DESCRIPTION OF THE TASK: The data below should be retyped exactly, with the pictures left out.

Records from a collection
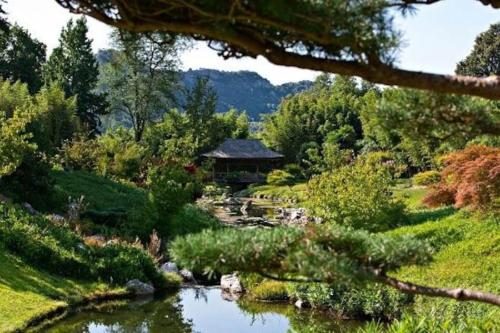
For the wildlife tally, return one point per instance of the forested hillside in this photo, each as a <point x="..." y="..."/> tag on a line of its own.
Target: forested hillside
<point x="254" y="94"/>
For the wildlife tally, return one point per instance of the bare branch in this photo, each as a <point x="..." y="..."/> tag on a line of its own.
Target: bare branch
<point x="459" y="294"/>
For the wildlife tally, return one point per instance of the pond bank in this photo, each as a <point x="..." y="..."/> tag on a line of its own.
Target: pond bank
<point x="30" y="297"/>
<point x="199" y="310"/>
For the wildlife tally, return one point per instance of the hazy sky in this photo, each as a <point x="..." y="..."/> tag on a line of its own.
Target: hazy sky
<point x="436" y="38"/>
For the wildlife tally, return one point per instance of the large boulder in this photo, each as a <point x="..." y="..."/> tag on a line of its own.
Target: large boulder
<point x="232" y="284"/>
<point x="139" y="288"/>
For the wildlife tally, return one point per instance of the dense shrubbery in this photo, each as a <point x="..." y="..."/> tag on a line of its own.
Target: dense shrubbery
<point x="79" y="154"/>
<point x="374" y="301"/>
<point x="280" y="177"/>
<point x="120" y="263"/>
<point x="42" y="244"/>
<point x="172" y="187"/>
<point x="57" y="249"/>
<point x="119" y="155"/>
<point x="426" y="178"/>
<point x="358" y="196"/>
<point x="470" y="178"/>
<point x="189" y="219"/>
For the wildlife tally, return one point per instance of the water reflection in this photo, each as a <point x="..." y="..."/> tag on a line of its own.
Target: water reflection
<point x="197" y="310"/>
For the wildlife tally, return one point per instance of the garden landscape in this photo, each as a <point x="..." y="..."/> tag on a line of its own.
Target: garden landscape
<point x="320" y="187"/>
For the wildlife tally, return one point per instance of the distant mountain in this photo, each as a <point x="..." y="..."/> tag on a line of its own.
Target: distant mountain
<point x="244" y="90"/>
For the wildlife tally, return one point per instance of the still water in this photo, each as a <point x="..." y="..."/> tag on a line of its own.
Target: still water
<point x="200" y="310"/>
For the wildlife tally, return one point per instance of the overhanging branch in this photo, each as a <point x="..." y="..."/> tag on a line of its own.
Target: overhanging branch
<point x="459" y="294"/>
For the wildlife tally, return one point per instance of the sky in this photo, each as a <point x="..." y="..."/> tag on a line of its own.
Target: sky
<point x="435" y="39"/>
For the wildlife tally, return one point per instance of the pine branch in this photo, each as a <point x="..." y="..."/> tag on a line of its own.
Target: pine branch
<point x="242" y="30"/>
<point x="459" y="294"/>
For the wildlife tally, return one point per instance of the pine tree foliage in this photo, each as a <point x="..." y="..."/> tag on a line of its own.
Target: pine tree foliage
<point x="328" y="253"/>
<point x="140" y="79"/>
<point x="484" y="60"/>
<point x="354" y="38"/>
<point x="74" y="67"/>
<point x="21" y="57"/>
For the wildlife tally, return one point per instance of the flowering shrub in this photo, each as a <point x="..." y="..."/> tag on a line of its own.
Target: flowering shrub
<point x="426" y="178"/>
<point x="470" y="178"/>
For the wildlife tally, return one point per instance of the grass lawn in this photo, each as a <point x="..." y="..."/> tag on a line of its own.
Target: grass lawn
<point x="467" y="254"/>
<point x="101" y="194"/>
<point x="27" y="293"/>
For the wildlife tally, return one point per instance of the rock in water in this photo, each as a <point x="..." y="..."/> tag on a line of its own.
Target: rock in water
<point x="246" y="208"/>
<point x="187" y="276"/>
<point x="232" y="284"/>
<point x="300" y="304"/>
<point x="140" y="288"/>
<point x="32" y="211"/>
<point x="169" y="267"/>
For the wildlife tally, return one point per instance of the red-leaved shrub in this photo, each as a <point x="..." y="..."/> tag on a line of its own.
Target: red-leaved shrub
<point x="471" y="177"/>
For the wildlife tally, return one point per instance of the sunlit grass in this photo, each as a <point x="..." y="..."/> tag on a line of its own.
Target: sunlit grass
<point x="27" y="293"/>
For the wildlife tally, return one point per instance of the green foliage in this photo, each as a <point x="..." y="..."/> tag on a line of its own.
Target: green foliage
<point x="21" y="57"/>
<point x="358" y="196"/>
<point x="323" y="253"/>
<point x="280" y="177"/>
<point x="79" y="154"/>
<point x="190" y="219"/>
<point x="27" y="293"/>
<point x="55" y="121"/>
<point x="370" y="302"/>
<point x="329" y="110"/>
<point x="73" y="66"/>
<point x="466" y="256"/>
<point x="171" y="187"/>
<point x="297" y="192"/>
<point x="270" y="291"/>
<point x="326" y="158"/>
<point x="119" y="155"/>
<point x="425" y="324"/>
<point x="484" y="59"/>
<point x="172" y="281"/>
<point x="119" y="263"/>
<point x="426" y="178"/>
<point x="115" y="208"/>
<point x="43" y="244"/>
<point x="423" y="125"/>
<point x="15" y="141"/>
<point x="57" y="249"/>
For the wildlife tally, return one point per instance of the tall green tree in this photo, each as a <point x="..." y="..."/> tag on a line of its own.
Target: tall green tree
<point x="329" y="110"/>
<point x="201" y="102"/>
<point x="4" y="24"/>
<point x="21" y="57"/>
<point x="423" y="125"/>
<point x="484" y="60"/>
<point x="352" y="38"/>
<point x="141" y="78"/>
<point x="74" y="67"/>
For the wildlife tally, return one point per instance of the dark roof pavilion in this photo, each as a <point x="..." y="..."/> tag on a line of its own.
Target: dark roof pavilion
<point x="243" y="149"/>
<point x="243" y="161"/>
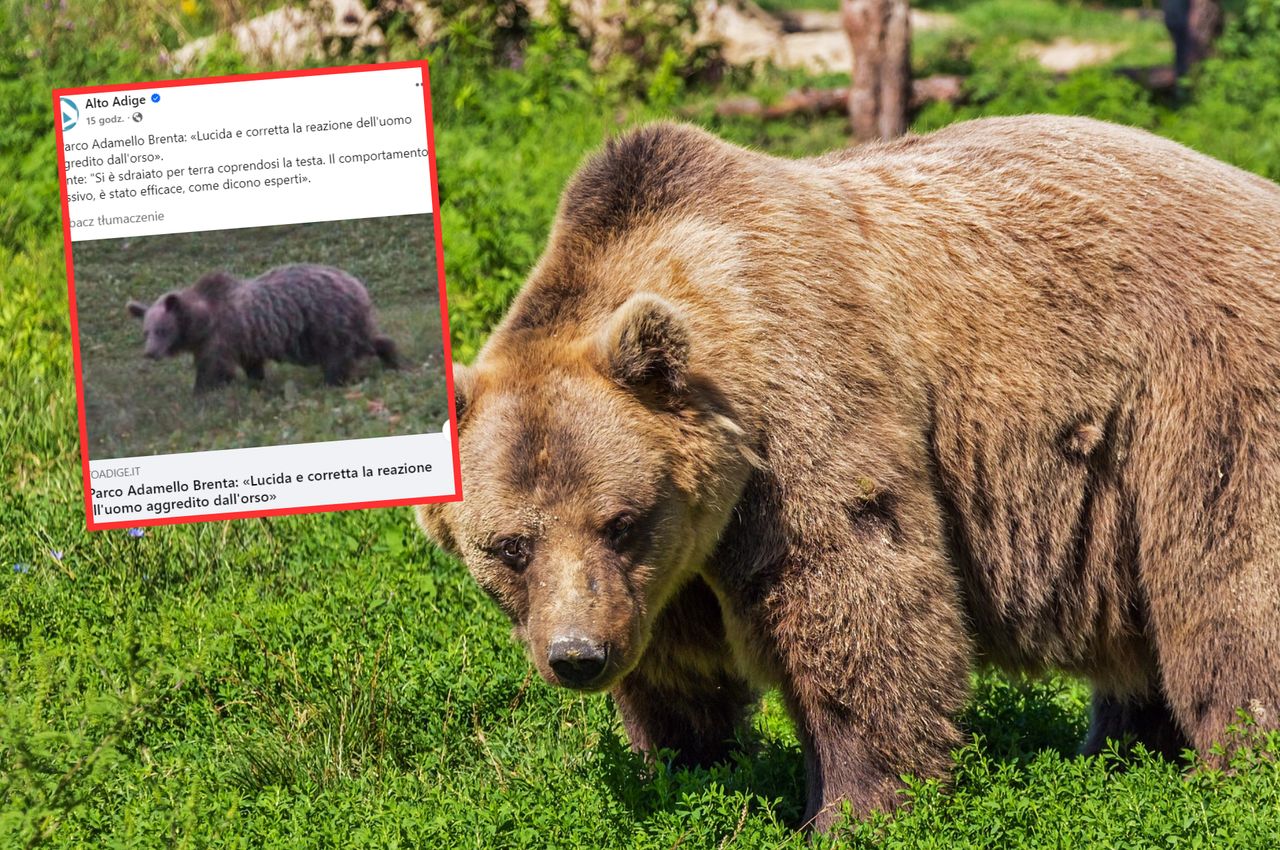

RESULT:
For the wildlife tally, return one point per instance of the forested hillside in this photo, each as a <point x="..." y="..."/> tag on a line of its own.
Target: forested hillside
<point x="254" y="94"/>
For the wildlife tally, return one point per instance of the bare branch in this photo, each as a <point x="..." y="..."/> tag on a line of its own.
Target: bare branch
<point x="459" y="294"/>
For the wildlife tally, return one point per instance of the pond bank in this photo, each as a <point x="..." y="..."/> tag on a line of its own.
Target: pond bank
<point x="30" y="297"/>
<point x="199" y="310"/>
For the wildlife tally, return one point per instance of the hazy sky in this photo, each as a <point x="..." y="..."/> tag on a line of its own.
Target: hazy sky
<point x="436" y="38"/>
For the wildlife tally, return one point per instance of the large boulder in this photo, each as a <point x="..." y="..."/> tag on a line of its own.
Target: large boulder
<point x="232" y="284"/>
<point x="139" y="288"/>
For the wildlife tally, return one point per instance of the dense shrubbery in this photo, each as a <point x="..." y="..."/> tag on a line of its own.
Target: dense shrubbery
<point x="79" y="154"/>
<point x="374" y="301"/>
<point x="280" y="177"/>
<point x="120" y="263"/>
<point x="42" y="244"/>
<point x="172" y="187"/>
<point x="57" y="249"/>
<point x="119" y="155"/>
<point x="426" y="178"/>
<point x="358" y="196"/>
<point x="470" y="178"/>
<point x="189" y="219"/>
For the wildlife tally, return one point per instance of the water reflection in this photo, each as a <point x="..." y="..."/> tag on a line of its own.
Target: water reflection
<point x="197" y="310"/>
For the wildlife tally, return one point per instance of the garden landscape in this photo, each as a <point x="..." y="..."/> tag on a line of its own.
Target: garden landscape
<point x="320" y="187"/>
For the wildlife tally, return one point per instance of the distant mountain in this photo, each as a <point x="..." y="..."/> tag on a line of its own.
Target: distant mountain
<point x="244" y="90"/>
For the wildlife tally, return one point per instance of the still water in this photo, each as a <point x="..." y="..."/> tag on a line of its own.
Target: still water
<point x="200" y="310"/>
For the wildlife tally, return one point per instance of the overhanging branch in this photo, each as a <point x="..." y="..."/> tag on a line of its own.
Target: overhanging branch
<point x="459" y="294"/>
For the wildlife tally, return one point per instance of the sky in this photo, each as a <point x="..." y="..."/> tag on a line of its own.
Target: sky
<point x="435" y="39"/>
For the wildlife tally, return one point per instance of the pine branch in this photo, each as a <point x="..." y="..."/> tag on a line of its own.
Target: pine branch
<point x="242" y="30"/>
<point x="459" y="294"/>
For the wildlife tally, return one point per instance of the pine tree foliage in this photo, each as a <point x="..." y="..."/> tag on a line of its own.
Target: pine tree foliage
<point x="328" y="253"/>
<point x="140" y="79"/>
<point x="484" y="60"/>
<point x="354" y="38"/>
<point x="74" y="67"/>
<point x="21" y="57"/>
For the wildlife tally, return one point per instance of the flowering shrub in this photo, each as a <point x="..." y="..."/> tag on a line of its own.
Target: flowering shrub
<point x="426" y="178"/>
<point x="470" y="178"/>
For the wildlife tally, return one point per instance of the grass lawn in this photo, each as a <point x="..." y="..."/> tag on a line of its own.
Target: grass lawn
<point x="467" y="254"/>
<point x="101" y="194"/>
<point x="27" y="293"/>
For the wildlife tally, return one point per instance of the rock in water in this photo, each as a <point x="..." y="..."/> tag on a line of its own.
Target: rock in water
<point x="246" y="208"/>
<point x="187" y="276"/>
<point x="232" y="284"/>
<point x="300" y="304"/>
<point x="140" y="288"/>
<point x="32" y="211"/>
<point x="169" y="267"/>
For the wildlife tally, return one point per instance of the red-leaved shrub in this photo, each as a <point x="..." y="..."/> tag on a line of its own.
Target: red-leaved shrub
<point x="471" y="177"/>
For the wildlife tally, return one point per instance of the sunlit grass in this photo, each as a <point x="..." y="..."/> tag on a line of its own.
Target: sunlit grass
<point x="27" y="293"/>
For the wildlife tally, return one point per instance of the green foliage in this photo, each as a <point x="..." y="..."/> tag on a line of its own.
Target: green foliage
<point x="21" y="57"/>
<point x="358" y="196"/>
<point x="323" y="253"/>
<point x="280" y="177"/>
<point x="79" y="154"/>
<point x="190" y="219"/>
<point x="27" y="293"/>
<point x="55" y="121"/>
<point x="370" y="302"/>
<point x="329" y="110"/>
<point x="73" y="66"/>
<point x="466" y="256"/>
<point x="171" y="187"/>
<point x="297" y="192"/>
<point x="270" y="291"/>
<point x="326" y="158"/>
<point x="119" y="155"/>
<point x="425" y="324"/>
<point x="484" y="59"/>
<point x="172" y="281"/>
<point x="119" y="263"/>
<point x="426" y="178"/>
<point x="115" y="208"/>
<point x="43" y="244"/>
<point x="423" y="125"/>
<point x="15" y="141"/>
<point x="57" y="249"/>
For the wildlife tally, return one point per instance of the tall green tree in this photo, each as a <point x="..." y="..."/> tag on a line of its own.
Target: tall green tree
<point x="329" y="110"/>
<point x="201" y="102"/>
<point x="4" y="24"/>
<point x="21" y="57"/>
<point x="423" y="125"/>
<point x="484" y="60"/>
<point x="352" y="38"/>
<point x="141" y="78"/>
<point x="74" y="67"/>
For the wildlife tally, return one point per instance of the dark roof pavilion in this photo, each as a <point x="..." y="..."/> tag on a line of its own.
Target: dark roof pavilion
<point x="243" y="149"/>
<point x="243" y="161"/>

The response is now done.